──────── ENTRIES

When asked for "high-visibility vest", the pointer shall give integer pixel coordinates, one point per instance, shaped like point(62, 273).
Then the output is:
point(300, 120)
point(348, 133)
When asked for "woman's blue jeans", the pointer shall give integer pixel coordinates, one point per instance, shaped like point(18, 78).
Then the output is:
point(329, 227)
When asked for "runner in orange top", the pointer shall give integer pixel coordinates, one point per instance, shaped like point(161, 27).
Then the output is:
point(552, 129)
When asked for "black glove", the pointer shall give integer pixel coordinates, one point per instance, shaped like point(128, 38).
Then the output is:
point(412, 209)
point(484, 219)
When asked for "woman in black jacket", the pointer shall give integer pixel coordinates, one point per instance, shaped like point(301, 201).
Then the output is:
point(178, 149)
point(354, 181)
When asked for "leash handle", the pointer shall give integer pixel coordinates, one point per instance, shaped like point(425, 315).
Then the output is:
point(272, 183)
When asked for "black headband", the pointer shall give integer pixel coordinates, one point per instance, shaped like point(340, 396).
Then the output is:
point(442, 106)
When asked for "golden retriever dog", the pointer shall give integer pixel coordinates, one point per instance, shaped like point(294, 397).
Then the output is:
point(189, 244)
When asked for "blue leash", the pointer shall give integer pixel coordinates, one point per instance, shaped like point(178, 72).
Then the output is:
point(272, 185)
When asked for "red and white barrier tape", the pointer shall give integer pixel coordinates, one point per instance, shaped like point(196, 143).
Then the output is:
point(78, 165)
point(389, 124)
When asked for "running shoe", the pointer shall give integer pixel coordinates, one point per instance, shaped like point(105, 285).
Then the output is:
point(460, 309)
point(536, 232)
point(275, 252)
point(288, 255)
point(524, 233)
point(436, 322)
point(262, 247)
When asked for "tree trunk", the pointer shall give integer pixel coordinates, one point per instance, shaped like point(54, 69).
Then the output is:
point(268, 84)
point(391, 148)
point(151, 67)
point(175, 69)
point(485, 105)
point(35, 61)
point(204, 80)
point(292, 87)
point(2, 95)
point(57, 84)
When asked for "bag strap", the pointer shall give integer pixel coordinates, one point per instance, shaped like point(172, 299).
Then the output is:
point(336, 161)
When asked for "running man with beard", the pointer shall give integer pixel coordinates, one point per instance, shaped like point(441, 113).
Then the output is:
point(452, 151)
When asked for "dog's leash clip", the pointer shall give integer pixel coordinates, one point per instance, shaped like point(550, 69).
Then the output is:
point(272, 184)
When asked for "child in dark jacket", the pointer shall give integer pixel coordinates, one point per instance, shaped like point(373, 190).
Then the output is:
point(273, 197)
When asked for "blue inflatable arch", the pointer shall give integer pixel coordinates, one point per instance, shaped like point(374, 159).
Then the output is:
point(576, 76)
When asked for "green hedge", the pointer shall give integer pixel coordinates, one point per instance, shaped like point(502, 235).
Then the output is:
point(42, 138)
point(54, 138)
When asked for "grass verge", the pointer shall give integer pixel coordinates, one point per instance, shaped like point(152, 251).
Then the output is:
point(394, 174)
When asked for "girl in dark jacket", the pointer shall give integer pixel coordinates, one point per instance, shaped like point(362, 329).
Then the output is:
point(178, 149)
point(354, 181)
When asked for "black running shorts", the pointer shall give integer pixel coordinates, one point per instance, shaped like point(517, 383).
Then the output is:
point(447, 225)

────────────────
──────── ENTRIES

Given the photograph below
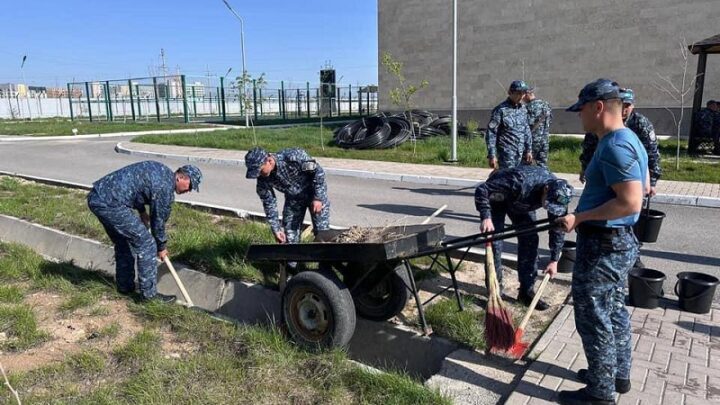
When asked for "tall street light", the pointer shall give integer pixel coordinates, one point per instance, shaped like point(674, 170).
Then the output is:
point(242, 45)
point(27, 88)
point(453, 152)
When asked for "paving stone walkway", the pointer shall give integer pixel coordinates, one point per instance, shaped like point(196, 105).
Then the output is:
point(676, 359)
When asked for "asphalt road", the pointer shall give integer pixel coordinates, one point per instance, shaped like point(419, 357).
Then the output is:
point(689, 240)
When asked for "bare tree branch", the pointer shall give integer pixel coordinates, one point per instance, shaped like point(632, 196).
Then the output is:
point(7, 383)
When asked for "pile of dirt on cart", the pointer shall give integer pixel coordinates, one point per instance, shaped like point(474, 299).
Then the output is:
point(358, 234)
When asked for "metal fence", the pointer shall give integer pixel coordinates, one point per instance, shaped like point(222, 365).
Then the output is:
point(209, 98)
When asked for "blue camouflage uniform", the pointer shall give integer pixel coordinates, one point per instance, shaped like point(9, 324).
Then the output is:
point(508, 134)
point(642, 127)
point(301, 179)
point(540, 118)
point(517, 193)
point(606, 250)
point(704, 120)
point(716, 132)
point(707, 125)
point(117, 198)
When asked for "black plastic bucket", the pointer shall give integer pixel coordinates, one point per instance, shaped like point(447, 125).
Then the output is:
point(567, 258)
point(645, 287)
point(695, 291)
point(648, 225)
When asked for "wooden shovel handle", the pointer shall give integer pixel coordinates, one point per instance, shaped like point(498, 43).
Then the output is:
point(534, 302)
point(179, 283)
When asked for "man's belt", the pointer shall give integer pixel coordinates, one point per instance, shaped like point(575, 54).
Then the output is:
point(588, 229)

────────────────

--- TASK GOAL ---
Rewrite only the lines that begin at the one containing "like point(172, 299)." and stop after the one containing "point(452, 151)". Put "shoulder strap" in place of "bag strap" and leave everything else unchanged.

--- RESPONSE TO THE EXERCISE ---
When asked for "shoulder strap", the pointer shall give integer pixel coordinates, one point per instance, shaped like point(172, 299).
Then the output is:
point(336, 161)
When asked for "running man with beard", the pointer shall give integer pixel coordinates, one point per instance, shaped like point(441, 113).
Then the output is:
point(452, 151)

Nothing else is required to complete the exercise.